TEXT EXTRACT:

Within a couple of hours we discovered that our prayers were answered.

As we continued along the sunny path to our second camp, around a peaceful bend in the trail I heard the galloping of what sounded like horses. I yelled to Sarah to get out of the way of what looked like two horses. Within a split second she was running towards me and I realized they were not horses but two very large grizzlies, now within 30 ft of me.
What I discovered about myself at that moment is that when faced with danger, I stay pretty cool, and, am kind of stupid.
I stood there with my bear spray in my left hand as my right was clicking shots off the camera hanging from my neck.
After three shots, the second of the two beasts gave me a doubtful look, at which moment I ceased shooting. I looked him straight in the eye, something you are not supposed to do (nor are you to run away from them because they will think you are prey). I wanted to show him that all was well and that I meant no harm. After briefly considering us an aperitif, the two grizzlies disappeared into the bush, and the realization of how lucky we were reverberated throughout our entire being. Never the less, for the next hour I walked with bear spray in one hand and my army knife in the other. From that moment, every sound of grass rustling in the wind gave us a start.

As we walked through thick patches of berry, my mind kept wandering to only a few hours before when Sarah and I found ourselves, once again in only what nature gave us, sitting on a gently sloping rock that lead into an upper, tucked away, terrace of a waterfall. The peaceful moments when my hands were on her shoulders, then her hair… I felt free and blissful, and as the sun re-emerged from behind the cloud, our lips met and I felt her warmth and softness against my chest. Oh the ease with which a mind can soar when bodies thus enveloped surrender the artificial chains thrown about them, and suffer freedom to enter once again…

My heart was slowly resuming its normal rhythm as we began approaching our new camp site. Along our traverse we saw a moose emerge from a small lake nearby; at that moment it seemed a perfect scene – our witnessing the natural order and routine of Glacier and its residents.

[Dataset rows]
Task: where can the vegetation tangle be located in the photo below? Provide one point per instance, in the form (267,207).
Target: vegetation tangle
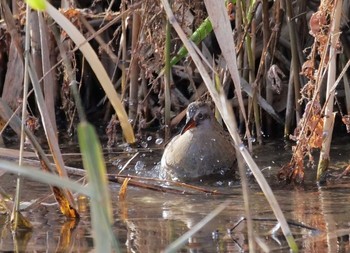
(272,68)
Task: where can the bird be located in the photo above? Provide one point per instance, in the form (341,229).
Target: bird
(201,150)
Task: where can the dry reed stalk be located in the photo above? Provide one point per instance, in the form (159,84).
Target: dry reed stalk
(216,12)
(134,70)
(49,77)
(329,116)
(295,58)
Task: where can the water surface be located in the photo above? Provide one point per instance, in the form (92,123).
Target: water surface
(148,221)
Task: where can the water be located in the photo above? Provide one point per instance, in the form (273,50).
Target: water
(148,221)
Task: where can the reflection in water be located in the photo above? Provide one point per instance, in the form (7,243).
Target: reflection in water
(148,221)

THINGS TO DO:
1) Display every line of the listing that contains the string "Target", treating uppercase and lowercase letters as distinct.
2) Resume the hiking account about Glacier from its final sentence, carrying the narrative forward.

RESPONSES BY TASK:
1)
Target: vegetation tangle
Target: bird
Target: dry reed stalk
Target: water surface
Target: water
Target: reflection in water

2)
We reached the site shortly thereafter and found the three girls who camped near us the night before, along with two guys from Chicago, gathered in the cooking area – an unfortunate coincidence of groups meeting in an otherwise isolated part of the park. We were very hungry and the day was quickly drawing to a close, so after quickly breaking camp we joined the rest of our neighbors. Minutes after our food was ready we noticed the very same moose we saw earlier, grazing within 60ft of us. This could have been the beginning and the end of that encounter, however, the gentlemen from Chicago thought it a good idea to approach the moose for some portraits, you know, keepsakes and all that. The rest of the night went rather quickly into the abyss of fear and uncertainty.

At first the cow (female moose) started huffing and pricked up her ears, but the guys did not heed this obvious sign of hostility; by the time they did, she was in full territorial mode – mounting posts and rubbing her scent on the bushes and trees. Then, as we sat nervously watching her and eating our supper, she charged us.
If you can imagine for a moment what 1000lbs of territorial tank like mass rushing at you, against which running, knife, or spray no chance, then you will understand fear.
We ran so fast – but we knew there was almost nowhere to go, nor could we outrun a moose. We took “refuge” on some logs lying by the shore of the lake and behind some small trees and bushes. These served little purpose other than to give our minds the illusion that at least we were safer there. Breathless and shaking with fear we decided to see if she was still there, so the other two guys and myself snuck up to a nearby tree – she saw us and charged again! This time we retreated for good.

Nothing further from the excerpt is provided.